-- Supplied material --
[Start of section]
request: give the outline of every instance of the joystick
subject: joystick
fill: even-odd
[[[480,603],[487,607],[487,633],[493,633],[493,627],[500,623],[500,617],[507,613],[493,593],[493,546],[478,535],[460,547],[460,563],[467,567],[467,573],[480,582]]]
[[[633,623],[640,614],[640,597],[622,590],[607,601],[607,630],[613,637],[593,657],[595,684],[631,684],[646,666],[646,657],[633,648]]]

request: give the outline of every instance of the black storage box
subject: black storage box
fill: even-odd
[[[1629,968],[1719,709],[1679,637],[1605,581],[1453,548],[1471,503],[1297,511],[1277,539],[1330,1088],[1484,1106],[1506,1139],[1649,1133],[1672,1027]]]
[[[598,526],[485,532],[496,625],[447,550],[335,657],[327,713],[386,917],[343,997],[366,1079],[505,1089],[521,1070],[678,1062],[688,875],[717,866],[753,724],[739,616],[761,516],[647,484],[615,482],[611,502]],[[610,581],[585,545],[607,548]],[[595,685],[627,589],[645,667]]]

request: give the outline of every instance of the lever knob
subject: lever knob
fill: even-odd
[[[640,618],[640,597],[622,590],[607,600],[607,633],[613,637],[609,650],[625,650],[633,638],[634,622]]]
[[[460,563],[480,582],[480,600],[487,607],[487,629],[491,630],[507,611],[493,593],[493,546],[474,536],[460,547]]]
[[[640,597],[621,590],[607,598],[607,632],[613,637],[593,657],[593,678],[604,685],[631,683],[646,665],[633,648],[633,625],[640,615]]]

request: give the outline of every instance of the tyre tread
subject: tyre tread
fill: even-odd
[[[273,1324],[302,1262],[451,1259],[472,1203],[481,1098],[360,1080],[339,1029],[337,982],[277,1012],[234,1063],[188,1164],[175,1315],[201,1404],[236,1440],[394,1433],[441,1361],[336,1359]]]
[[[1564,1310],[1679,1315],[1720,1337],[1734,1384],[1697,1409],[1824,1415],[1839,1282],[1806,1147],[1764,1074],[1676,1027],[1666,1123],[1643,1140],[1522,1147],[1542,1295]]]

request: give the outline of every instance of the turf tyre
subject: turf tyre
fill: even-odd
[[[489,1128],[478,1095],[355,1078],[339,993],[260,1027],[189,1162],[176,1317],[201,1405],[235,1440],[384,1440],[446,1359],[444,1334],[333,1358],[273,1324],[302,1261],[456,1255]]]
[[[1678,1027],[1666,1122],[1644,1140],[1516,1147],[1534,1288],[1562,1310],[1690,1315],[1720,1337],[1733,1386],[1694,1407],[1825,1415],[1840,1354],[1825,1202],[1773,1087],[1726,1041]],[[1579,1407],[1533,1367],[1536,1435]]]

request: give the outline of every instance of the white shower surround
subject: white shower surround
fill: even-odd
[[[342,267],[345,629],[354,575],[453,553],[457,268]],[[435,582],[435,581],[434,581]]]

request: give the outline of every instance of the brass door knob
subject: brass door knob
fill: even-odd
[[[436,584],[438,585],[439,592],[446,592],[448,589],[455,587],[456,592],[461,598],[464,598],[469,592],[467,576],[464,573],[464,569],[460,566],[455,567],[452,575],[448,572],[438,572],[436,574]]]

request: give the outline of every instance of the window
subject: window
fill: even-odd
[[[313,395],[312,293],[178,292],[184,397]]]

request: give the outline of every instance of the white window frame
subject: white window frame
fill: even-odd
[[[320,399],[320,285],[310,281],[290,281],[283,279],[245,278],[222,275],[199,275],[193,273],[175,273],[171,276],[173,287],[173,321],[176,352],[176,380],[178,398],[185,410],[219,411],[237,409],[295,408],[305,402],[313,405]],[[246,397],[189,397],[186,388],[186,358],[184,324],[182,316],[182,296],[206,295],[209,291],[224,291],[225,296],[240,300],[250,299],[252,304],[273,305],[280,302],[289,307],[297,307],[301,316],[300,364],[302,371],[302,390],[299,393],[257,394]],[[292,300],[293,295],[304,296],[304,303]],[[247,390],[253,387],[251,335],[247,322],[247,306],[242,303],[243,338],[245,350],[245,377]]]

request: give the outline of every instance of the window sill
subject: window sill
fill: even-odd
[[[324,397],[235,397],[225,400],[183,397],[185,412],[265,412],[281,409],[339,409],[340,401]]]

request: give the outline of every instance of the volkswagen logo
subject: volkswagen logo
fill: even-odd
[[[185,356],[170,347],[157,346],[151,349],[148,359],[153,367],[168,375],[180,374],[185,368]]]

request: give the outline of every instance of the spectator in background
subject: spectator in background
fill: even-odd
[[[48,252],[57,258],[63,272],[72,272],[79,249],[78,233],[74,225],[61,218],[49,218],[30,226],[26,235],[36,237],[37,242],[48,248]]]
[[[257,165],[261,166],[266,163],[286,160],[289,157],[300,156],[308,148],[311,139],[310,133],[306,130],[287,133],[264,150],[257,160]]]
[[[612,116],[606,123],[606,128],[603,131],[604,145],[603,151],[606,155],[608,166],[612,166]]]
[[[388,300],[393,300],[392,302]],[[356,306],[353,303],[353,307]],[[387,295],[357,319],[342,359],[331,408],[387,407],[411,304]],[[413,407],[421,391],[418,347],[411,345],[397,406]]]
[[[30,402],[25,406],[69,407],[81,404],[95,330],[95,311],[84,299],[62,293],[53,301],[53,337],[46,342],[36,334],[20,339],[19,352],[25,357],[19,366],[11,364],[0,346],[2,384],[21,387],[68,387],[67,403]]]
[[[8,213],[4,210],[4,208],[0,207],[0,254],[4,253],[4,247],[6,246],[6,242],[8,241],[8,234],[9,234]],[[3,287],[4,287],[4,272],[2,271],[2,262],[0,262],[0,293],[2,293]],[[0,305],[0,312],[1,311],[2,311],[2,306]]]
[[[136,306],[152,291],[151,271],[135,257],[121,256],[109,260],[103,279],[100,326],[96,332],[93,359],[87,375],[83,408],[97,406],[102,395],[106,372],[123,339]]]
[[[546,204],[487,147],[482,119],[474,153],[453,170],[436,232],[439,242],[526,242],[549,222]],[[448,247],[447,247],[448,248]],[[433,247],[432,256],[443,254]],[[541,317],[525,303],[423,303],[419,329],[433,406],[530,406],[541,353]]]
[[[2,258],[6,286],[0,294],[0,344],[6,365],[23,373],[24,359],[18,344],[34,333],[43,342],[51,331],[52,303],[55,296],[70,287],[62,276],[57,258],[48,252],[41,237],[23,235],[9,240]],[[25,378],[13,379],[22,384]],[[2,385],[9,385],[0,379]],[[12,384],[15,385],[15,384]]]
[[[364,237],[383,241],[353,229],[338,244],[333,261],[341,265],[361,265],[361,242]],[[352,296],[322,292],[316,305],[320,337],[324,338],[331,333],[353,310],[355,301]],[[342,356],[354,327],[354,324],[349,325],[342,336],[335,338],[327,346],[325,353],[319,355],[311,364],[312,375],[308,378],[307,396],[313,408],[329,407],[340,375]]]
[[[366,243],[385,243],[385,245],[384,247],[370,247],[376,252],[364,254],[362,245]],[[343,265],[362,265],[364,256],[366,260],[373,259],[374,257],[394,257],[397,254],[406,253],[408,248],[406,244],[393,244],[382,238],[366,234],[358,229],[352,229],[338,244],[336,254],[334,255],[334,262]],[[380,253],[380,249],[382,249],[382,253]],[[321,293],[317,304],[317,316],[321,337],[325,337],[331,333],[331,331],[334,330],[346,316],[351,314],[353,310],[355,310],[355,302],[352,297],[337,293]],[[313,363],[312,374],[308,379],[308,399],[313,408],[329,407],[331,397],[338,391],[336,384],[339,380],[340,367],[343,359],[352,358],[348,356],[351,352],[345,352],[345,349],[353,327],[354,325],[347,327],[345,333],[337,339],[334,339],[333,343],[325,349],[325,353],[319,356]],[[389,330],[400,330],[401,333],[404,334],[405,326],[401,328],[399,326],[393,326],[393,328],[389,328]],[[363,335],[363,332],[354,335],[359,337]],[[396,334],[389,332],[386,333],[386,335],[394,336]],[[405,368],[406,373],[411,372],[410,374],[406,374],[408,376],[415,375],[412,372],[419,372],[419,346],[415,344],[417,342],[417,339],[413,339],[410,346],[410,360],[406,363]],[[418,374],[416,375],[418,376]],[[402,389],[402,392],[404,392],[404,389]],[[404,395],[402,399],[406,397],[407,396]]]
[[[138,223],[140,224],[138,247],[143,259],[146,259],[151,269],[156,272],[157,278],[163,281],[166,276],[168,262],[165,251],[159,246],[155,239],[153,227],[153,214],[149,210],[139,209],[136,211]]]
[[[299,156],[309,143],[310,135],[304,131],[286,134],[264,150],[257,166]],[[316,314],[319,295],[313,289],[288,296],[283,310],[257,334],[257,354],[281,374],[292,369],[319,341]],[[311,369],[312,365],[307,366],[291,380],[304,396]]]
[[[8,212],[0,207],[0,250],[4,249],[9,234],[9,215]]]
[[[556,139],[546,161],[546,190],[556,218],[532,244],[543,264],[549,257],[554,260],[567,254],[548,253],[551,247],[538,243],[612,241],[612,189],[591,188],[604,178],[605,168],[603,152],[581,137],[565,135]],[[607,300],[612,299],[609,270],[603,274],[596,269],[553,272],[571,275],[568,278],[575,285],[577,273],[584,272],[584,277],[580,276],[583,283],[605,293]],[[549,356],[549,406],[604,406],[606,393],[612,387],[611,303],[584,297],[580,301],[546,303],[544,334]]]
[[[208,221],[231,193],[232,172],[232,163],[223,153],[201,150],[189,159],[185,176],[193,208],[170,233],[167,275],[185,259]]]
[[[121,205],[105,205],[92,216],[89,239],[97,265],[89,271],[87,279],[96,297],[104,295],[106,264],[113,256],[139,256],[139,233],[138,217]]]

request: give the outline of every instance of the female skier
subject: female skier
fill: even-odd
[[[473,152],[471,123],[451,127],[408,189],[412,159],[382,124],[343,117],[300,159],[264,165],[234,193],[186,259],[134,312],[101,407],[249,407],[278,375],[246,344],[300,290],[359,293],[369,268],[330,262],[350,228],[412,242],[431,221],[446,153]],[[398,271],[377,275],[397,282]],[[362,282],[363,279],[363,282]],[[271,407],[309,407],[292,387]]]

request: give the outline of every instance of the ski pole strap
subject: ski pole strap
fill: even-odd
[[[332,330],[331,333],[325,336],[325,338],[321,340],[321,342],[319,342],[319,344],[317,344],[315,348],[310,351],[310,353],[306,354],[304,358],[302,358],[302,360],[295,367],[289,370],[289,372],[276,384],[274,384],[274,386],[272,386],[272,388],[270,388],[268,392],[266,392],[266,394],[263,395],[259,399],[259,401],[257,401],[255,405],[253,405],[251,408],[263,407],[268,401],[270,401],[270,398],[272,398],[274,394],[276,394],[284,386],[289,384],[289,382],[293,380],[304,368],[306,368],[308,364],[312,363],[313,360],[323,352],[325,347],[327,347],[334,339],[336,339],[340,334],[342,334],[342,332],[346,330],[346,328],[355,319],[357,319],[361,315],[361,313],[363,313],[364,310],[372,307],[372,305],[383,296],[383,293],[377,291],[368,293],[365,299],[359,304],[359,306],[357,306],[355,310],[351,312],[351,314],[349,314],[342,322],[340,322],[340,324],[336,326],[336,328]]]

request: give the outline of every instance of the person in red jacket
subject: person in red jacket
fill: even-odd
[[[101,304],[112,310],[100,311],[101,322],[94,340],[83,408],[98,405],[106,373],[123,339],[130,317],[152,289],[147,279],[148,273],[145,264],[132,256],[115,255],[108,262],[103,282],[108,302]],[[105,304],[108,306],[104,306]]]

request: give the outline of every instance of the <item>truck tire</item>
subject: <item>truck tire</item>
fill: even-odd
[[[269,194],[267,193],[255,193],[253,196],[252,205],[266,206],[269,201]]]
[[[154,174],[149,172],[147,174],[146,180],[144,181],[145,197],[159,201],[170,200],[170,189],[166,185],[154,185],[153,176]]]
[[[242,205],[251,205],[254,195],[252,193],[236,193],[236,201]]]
[End of section]
-- Directions for this task --
Would you please reproduce the records above exactly, only from their first line through the line holding "subject: black storage box", with both ends included?

-- Solution --
request: give the outline of every instance of the joystick
subject: joystick
fill: even-odd
[[[480,603],[487,607],[487,633],[493,633],[493,627],[500,623],[500,617],[507,613],[493,593],[493,546],[478,535],[460,547],[460,563],[467,567],[467,573],[480,582]]]
[[[633,623],[640,614],[640,597],[622,590],[607,601],[607,630],[613,637],[593,657],[595,684],[631,684],[646,666],[646,657],[633,648]]]

request: give the outline of every instance of the black storage box
subject: black storage box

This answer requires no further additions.